§ YOUR INSTRUCTIONS: Repeat the records below exactly, leaving out every picture.

Excerpts of location labeling data
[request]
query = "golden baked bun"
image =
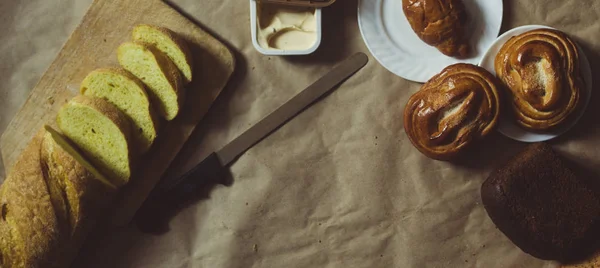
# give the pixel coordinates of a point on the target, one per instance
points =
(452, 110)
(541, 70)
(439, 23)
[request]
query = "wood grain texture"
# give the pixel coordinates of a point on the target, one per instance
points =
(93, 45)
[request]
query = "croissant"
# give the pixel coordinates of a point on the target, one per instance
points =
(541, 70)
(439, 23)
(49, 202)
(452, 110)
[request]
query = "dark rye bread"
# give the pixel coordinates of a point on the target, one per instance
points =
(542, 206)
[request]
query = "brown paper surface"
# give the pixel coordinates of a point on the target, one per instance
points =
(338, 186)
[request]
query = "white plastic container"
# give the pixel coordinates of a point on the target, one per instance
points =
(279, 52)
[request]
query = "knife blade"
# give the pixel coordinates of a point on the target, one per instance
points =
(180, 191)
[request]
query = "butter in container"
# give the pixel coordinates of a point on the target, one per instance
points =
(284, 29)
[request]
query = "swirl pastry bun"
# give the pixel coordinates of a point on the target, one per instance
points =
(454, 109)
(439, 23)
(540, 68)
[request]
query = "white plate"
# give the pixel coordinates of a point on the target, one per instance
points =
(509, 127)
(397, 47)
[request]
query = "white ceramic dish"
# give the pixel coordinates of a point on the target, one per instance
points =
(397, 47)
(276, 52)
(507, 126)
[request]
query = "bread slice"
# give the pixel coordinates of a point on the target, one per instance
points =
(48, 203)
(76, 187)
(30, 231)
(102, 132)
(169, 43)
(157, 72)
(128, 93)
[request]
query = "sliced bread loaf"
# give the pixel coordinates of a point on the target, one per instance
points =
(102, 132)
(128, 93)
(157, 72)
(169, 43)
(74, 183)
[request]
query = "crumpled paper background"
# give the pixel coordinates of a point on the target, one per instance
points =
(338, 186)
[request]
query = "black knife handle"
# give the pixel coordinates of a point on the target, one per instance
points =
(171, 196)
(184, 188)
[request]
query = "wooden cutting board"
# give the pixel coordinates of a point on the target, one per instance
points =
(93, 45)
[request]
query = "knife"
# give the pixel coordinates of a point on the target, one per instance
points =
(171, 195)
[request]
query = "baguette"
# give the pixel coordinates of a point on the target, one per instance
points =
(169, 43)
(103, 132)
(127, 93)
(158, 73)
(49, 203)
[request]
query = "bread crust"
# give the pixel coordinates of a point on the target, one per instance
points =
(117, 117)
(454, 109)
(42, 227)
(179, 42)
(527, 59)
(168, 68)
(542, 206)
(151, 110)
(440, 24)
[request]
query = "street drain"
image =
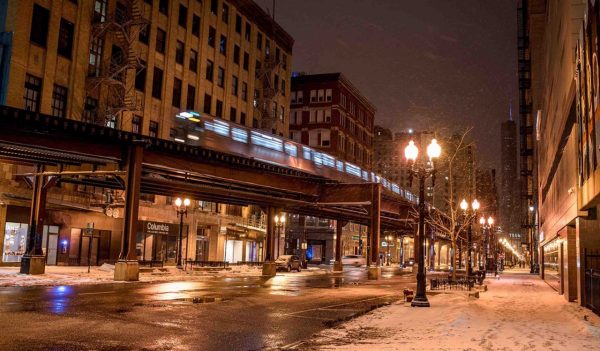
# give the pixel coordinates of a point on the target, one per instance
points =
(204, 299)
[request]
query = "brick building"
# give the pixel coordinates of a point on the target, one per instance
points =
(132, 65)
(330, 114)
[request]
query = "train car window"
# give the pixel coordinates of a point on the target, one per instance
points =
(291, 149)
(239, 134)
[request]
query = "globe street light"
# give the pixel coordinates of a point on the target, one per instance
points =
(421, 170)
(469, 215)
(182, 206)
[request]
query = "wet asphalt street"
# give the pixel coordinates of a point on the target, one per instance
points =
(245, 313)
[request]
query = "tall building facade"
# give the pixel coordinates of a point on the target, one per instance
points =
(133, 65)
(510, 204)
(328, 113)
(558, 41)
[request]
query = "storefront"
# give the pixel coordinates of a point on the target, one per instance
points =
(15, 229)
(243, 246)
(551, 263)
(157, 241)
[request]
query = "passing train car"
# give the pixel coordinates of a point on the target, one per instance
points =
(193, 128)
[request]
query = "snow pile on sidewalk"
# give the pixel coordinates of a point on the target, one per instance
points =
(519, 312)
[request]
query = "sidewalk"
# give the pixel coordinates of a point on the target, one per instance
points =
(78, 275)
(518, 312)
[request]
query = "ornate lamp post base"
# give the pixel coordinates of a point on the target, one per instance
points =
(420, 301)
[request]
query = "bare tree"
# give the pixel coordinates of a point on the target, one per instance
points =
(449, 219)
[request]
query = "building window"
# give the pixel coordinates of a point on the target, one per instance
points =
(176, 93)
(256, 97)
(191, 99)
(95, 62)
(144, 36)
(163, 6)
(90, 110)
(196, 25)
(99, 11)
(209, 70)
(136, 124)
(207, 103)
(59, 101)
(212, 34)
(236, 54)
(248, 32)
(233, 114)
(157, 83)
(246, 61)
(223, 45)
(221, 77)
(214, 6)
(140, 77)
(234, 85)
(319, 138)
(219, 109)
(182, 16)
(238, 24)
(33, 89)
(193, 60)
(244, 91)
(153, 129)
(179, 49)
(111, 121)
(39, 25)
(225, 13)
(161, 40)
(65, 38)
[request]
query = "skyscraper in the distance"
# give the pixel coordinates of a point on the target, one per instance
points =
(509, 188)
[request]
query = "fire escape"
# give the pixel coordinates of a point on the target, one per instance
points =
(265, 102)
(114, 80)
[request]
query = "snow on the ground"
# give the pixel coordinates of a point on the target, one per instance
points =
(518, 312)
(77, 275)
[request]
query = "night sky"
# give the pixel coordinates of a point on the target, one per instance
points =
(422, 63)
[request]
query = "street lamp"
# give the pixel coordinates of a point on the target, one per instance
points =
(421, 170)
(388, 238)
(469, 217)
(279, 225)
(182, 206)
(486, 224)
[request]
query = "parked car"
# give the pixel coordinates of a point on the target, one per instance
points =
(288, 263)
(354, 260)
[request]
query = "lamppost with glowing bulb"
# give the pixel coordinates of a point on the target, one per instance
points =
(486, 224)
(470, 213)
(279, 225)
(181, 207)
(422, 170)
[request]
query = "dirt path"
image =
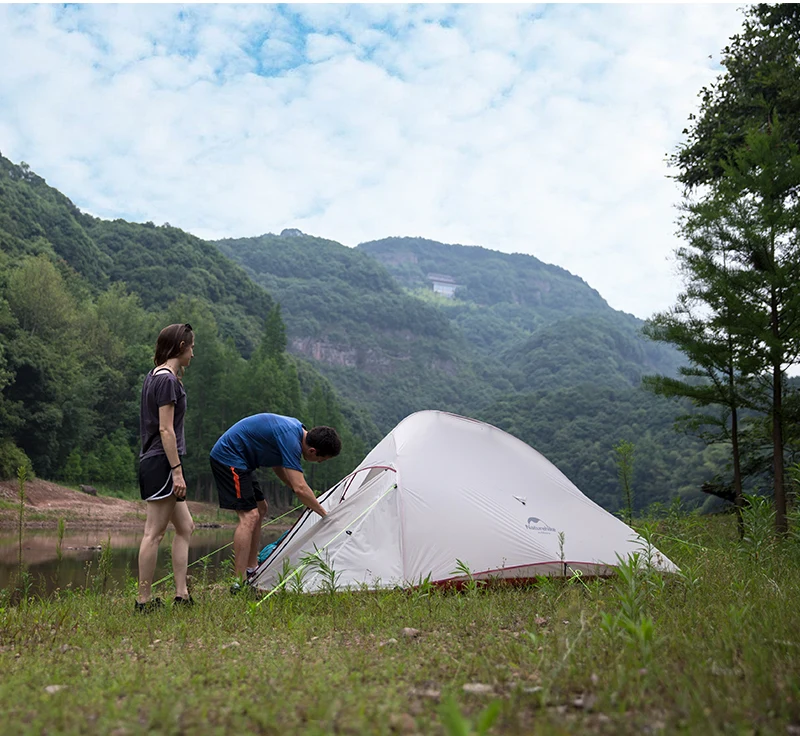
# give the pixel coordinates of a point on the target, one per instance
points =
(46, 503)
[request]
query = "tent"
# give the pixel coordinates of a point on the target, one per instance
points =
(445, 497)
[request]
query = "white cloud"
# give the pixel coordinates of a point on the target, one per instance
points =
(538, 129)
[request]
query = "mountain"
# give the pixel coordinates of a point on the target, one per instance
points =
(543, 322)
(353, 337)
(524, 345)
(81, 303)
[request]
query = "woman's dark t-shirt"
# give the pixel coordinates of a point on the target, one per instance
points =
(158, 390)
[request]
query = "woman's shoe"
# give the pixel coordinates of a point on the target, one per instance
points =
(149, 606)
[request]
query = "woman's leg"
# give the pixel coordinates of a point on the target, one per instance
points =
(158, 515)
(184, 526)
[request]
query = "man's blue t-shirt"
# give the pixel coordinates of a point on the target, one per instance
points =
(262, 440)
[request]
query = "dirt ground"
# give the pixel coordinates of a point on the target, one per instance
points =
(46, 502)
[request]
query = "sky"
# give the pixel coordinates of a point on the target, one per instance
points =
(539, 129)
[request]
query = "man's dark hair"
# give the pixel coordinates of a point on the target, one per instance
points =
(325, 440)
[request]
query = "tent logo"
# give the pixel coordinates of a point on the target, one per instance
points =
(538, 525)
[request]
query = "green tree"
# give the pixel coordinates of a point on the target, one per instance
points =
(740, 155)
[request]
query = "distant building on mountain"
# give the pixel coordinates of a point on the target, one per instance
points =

§ WRITTEN RESPONSE:
[request]
query = "golden baked bun"
image =
# give the pixel coordinates of a point on the target, one per instance
points =
(452, 110)
(541, 70)
(439, 23)
[request]
query = "wood grain texture"
# give the pixel coordinates of a point on the target, one per instance
points =
(93, 45)
[request]
query = "croissant"
# give the pixel coordinates of a point on the target, one per instance
points =
(541, 70)
(439, 23)
(49, 202)
(452, 110)
[request]
query = "dark rye bread"
# give the pixel coordinates of a point on the target, one per instance
points =
(542, 206)
[request]
query = "brown paper surface"
# give the pixel coordinates of a point on the target, one per instance
points =
(338, 186)
[request]
query = "white plastic container"
# give the pixel coordinates of a point on the target, one per instance
points =
(279, 52)
[request]
query = "knife blade"
# give the pixel coordinates of a point on the target, one per instance
points =
(180, 191)
[request]
query = "butter in container"
# give the pixel coordinates of a point on the target, one per instance
points =
(284, 29)
[request]
query = "swirl pastry bun"
# give the pixel coordinates of a point on the target, one per instance
points =
(454, 109)
(439, 23)
(540, 68)
[request]
query = "white plate"
# give the pixel coordinates of a point on the target, one per instance
points =
(509, 127)
(397, 47)
[request]
query = "white ceramic dish"
# give the pixel coordinates of a point on the target, one per instance
points =
(397, 47)
(276, 52)
(507, 126)
[request]
query = "bread slice"
# give the pixel coordinates of a point on the target, one per instance
points =
(48, 203)
(76, 187)
(30, 231)
(102, 132)
(169, 43)
(157, 72)
(128, 93)
[request]
query = "sliced bread loaf"
# give the pixel coordinates of a point on the target, one per instance
points =
(102, 132)
(128, 93)
(157, 72)
(169, 43)
(74, 183)
[request]
query = "crumpled paper background"
# give the pixel coordinates of a point on the target, one per instance
points =
(338, 186)
[request]
query = "black knife handle"
# give the pixel coordinates of a point on the target, one per instance
points =
(171, 196)
(184, 188)
[request]
query = "wooden cutting board"
# give the pixel coordinates of a point on the target, one per instance
points =
(93, 45)
[request]
query = "knife"
# give the pixel coordinates of a point on the target, one per instance
points =
(171, 195)
[request]
query = "baguette"
# give the pixel coordinates of a point on the target, one per instance
points =
(169, 43)
(103, 132)
(127, 93)
(158, 73)
(49, 203)
[request]
query = "bread crust"
# give the pixel coordinates of a point on the target, one per instance
points =
(117, 117)
(454, 109)
(42, 227)
(179, 42)
(527, 59)
(168, 68)
(542, 206)
(151, 110)
(440, 24)
[request]
query = "street drain"
image =
# give the pixel coordinates of a point on the target, one per instance
points =
(204, 299)
[request]
query = "brick building"
# give the pixel coordinates of a point on the target, one per instance
points =
(132, 65)
(330, 114)
[request]
query = "train car window"
# give the pixel coordinates of a point on the target, one per instance
points =
(291, 149)
(239, 134)
[request]
query = "globe street light"
# give the pixel coordinates of a point on the target, one per instance
points =
(421, 170)
(469, 215)
(182, 206)
[request]
query = "wet asphalt street"
# give the pixel coordinates of a point on the target, one per instance
points =
(245, 313)
[request]
query = "tall building facade"
# give the pixel coordinates of a point on the target, one per instance
points =
(133, 65)
(510, 204)
(328, 113)
(558, 41)
[request]
query = "storefront"
# give the pixel coordinates of a point on the target, one per instance
points =
(15, 229)
(243, 246)
(551, 263)
(157, 241)
[request]
query = "passing train car"
# give the pixel coordinates of a point on the target, one per instance
points =
(193, 128)
[request]
query = "snow pile on sidewalk"
# give the pixel coordinates of a point on the target, one per instance
points =
(519, 312)
[request]
query = "sidewalk"
# give the pixel coordinates of a point on the target, one per instance
points =
(78, 275)
(518, 312)
[request]
query = "ornate lamp post base"
# give the pixel coordinates of a point on the target, one per instance
points =
(420, 301)
[request]
query = "bare tree"
# give the pixel coordinates of a point on the target, one per instance
points =
(449, 219)
[request]
query = "building window"
# give the pixel coordinates of a point on the target, one per instance
points =
(176, 93)
(256, 97)
(191, 99)
(95, 62)
(144, 36)
(163, 6)
(90, 110)
(196, 25)
(99, 11)
(209, 70)
(136, 124)
(207, 103)
(59, 101)
(212, 34)
(236, 54)
(248, 32)
(233, 114)
(157, 83)
(246, 61)
(223, 45)
(221, 77)
(214, 6)
(140, 77)
(234, 85)
(319, 138)
(219, 109)
(182, 16)
(238, 24)
(33, 89)
(193, 60)
(244, 91)
(153, 129)
(179, 49)
(111, 121)
(39, 25)
(225, 13)
(161, 40)
(65, 38)
[request]
query = "skyscraper in the distance"
# give the pixel coordinates of a point on the target, one per instance
points =
(509, 188)
[request]
query = "fire escape"
# give the pixel coordinates of a point on the target, one per instance
points =
(265, 102)
(114, 80)
[request]
query = "snow on the ground"
# give the pixel coordinates of a point on the target, one per instance
points =
(518, 312)
(77, 275)
[request]
query = "night sky"
# give the pixel coordinates of a point on the target, one per instance
points =
(422, 63)
[request]
query = "street lamp"
# give the pixel coordinates of a point on the target, one per instance
points =
(421, 170)
(388, 238)
(469, 217)
(279, 225)
(182, 206)
(486, 224)
[request]
query = "parked car"
# give the pixel coordinates of a point on the target, one per instance
points =
(288, 263)
(354, 260)
[request]
query = "lamppost with glowing bulb"
# give the pixel coordinates of a point on the target, one per instance
points =
(486, 224)
(470, 213)
(279, 225)
(181, 207)
(422, 170)
[request]
query = "dirt path"
image =
# give the pixel coordinates of a point on the target, one per instance
points =
(46, 503)
[request]
query = "tent"
# give the pixel coordinates of a point on the target, one per instance
points =
(445, 497)
[request]
query = "white cloud"
# give the pixel coordinates of a point on the target, one per instance
points =
(538, 129)
[request]
query = "mountain"
# give the pixel coordinates of a point on the target, one per instance
points =
(543, 322)
(353, 337)
(524, 345)
(81, 303)
[request]
query = "woman's dark t-shirt"
# give the pixel coordinates of a point on the target, one per instance
points =
(158, 390)
[request]
query = "woman's shoe"
# give the pixel coordinates of a point on the target, one per instance
points =
(149, 606)
[request]
query = "woman's leg"
# give the pixel coordinates of a point on the target, one per instance
points =
(158, 515)
(184, 526)
[request]
query = "man's blue t-shirt"
# give the pixel coordinates of a point on the target, one per instance
points =
(262, 440)
[request]
query = "dirt ground"
# give the pixel coordinates of a point on the target, one per instance
points =
(46, 502)
[request]
query = "sky"
# give the pixel coordinates of a point on the target, one per instance
points =
(539, 129)
[request]
query = "man's dark hair"
# give the pixel coordinates of a point on the target, one per instance
points =
(325, 440)
[request]
query = "tent logo"
# give the pixel coordinates of a point on the target, one per instance
points =
(538, 525)
[request]
query = "green tree"
# give the pixel coordinates of a point on the target, one per instance
points =
(740, 155)
[request]
query = "distant building on mountain"
# give the pixel coordinates of a point on the target, one per instance
points =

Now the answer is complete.